[[ Dataset excerpts open ]]
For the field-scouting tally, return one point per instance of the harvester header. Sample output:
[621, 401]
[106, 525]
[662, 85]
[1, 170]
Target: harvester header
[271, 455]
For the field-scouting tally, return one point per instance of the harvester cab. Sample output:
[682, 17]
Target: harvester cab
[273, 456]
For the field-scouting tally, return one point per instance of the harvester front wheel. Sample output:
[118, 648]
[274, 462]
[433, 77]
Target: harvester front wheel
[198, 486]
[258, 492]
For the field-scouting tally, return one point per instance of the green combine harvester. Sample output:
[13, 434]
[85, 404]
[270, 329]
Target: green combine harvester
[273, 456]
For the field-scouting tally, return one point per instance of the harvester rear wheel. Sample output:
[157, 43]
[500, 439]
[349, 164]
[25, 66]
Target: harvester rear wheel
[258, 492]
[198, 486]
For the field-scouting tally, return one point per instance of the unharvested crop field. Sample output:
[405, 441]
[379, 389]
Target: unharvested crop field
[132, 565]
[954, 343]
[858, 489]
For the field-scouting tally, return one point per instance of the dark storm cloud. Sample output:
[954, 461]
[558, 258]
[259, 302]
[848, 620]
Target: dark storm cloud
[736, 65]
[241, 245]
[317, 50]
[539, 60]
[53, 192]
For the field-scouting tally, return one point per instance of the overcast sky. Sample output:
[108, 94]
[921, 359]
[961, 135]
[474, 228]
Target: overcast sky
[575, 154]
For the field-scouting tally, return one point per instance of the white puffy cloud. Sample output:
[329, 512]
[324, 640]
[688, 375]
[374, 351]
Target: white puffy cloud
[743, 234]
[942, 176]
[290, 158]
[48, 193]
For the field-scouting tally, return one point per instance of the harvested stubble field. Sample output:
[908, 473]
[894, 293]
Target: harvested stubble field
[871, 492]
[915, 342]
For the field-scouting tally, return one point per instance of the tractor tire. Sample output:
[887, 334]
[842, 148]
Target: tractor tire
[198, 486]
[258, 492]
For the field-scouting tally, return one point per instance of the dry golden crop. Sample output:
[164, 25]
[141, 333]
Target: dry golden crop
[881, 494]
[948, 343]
[[ Dataset excerpts closed ]]
With nothing left out, print the data above exactly.

For the field-scouting tally, return one point per instance of the harvester header. Sample output:
[621, 401]
[106, 525]
[662, 85]
[1, 170]
Target: harvester header
[271, 455]
For the field-scouting tally, return one point per instance of the harvester cab. Sample output:
[682, 17]
Target: harvester cab
[273, 456]
For the field-scouting tally, return one point per instance of the harvester front wheel. Sample output:
[118, 648]
[274, 462]
[433, 77]
Target: harvester front wheel
[198, 486]
[258, 492]
For the field-scouting tally, return one point per instance of the green combine harvester. Sample output:
[13, 434]
[85, 404]
[270, 329]
Target: green combine harvester
[273, 456]
For the field-scouting tally, return one point per instance of the harvester rear wheel. Sample output:
[157, 43]
[500, 439]
[349, 164]
[25, 66]
Target: harvester rear wheel
[258, 492]
[198, 486]
For the field-scouting tally, return one point per instance of the unharvested crop field. Sample output:
[405, 441]
[379, 389]
Target: unharvested crop field
[132, 565]
[954, 343]
[858, 489]
For the field-scouting tally, return one point per instance of the dark storm cloud. Sample output:
[954, 461]
[558, 258]
[259, 302]
[848, 620]
Target: dark storm cloud
[736, 65]
[241, 245]
[317, 50]
[539, 60]
[53, 192]
For the field-scouting tally, return one point per instance of the overcast sky. Sample output:
[108, 94]
[921, 359]
[961, 135]
[474, 228]
Target: overcast sky
[575, 154]
For the field-scouting tally, return one point per instance of the white puffy cloud. Sample output:
[329, 512]
[324, 640]
[688, 375]
[374, 351]
Target: white puffy cloud
[743, 234]
[942, 176]
[290, 158]
[48, 193]
For the field-scouting tally, return one point per instance of the harvested stubble field. Sample output:
[908, 473]
[894, 293]
Target: harvested stubble field
[871, 492]
[915, 342]
For the field-scouting tally, return one point per instance of the tractor tire. Sample output:
[887, 334]
[842, 148]
Target: tractor tire
[198, 486]
[258, 492]
For the field-scouting tally, return one point per instance of the dry golden crop. Sample output:
[164, 25]
[141, 333]
Target: dry golden crop
[881, 494]
[948, 343]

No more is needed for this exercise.